BEGIN TASK INPUTS

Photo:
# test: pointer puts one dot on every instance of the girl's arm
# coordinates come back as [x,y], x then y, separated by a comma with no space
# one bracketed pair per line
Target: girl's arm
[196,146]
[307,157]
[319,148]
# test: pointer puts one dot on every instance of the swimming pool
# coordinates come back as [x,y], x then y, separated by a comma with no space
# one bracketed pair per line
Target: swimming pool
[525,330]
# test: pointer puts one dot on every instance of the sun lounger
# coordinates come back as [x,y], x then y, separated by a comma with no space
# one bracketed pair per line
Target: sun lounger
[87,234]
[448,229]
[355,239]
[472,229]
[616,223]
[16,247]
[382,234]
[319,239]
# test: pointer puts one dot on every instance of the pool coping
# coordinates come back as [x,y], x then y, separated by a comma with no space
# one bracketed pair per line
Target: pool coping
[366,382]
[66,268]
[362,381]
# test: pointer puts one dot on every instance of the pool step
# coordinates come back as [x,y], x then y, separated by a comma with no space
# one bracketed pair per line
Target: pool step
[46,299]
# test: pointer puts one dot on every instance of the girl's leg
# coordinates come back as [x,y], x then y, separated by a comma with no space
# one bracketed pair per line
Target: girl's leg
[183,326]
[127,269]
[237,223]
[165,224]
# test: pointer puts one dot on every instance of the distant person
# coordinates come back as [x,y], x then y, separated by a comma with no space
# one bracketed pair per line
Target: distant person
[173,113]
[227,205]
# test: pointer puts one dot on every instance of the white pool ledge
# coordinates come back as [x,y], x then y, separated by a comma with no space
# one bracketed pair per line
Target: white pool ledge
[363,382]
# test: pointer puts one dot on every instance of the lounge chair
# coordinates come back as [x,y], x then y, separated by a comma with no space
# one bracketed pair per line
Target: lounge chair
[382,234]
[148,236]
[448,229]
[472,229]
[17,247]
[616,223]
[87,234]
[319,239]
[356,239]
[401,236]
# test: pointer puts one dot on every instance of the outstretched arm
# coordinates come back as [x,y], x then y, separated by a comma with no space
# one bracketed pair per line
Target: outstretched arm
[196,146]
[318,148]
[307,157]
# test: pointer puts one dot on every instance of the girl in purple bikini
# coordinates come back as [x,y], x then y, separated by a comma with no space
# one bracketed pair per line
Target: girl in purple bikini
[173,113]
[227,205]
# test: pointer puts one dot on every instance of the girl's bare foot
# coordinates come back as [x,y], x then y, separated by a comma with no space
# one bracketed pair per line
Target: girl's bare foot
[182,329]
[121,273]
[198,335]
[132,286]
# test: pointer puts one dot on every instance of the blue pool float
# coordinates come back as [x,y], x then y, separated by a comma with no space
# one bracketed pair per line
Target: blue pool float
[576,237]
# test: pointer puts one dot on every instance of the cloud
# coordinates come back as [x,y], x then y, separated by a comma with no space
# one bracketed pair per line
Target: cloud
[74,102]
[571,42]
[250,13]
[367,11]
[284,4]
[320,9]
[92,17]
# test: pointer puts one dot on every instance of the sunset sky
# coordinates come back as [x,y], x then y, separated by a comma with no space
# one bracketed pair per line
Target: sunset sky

END TASK INPUTS

- [TASK TO CARRY OUT]: When the string "sunset" appears in a line of the records above, that line is to be copied.

- [ANSWER BOX]:
# test: pointer puts one dot on every instance of the sunset sky
Target: sunset sky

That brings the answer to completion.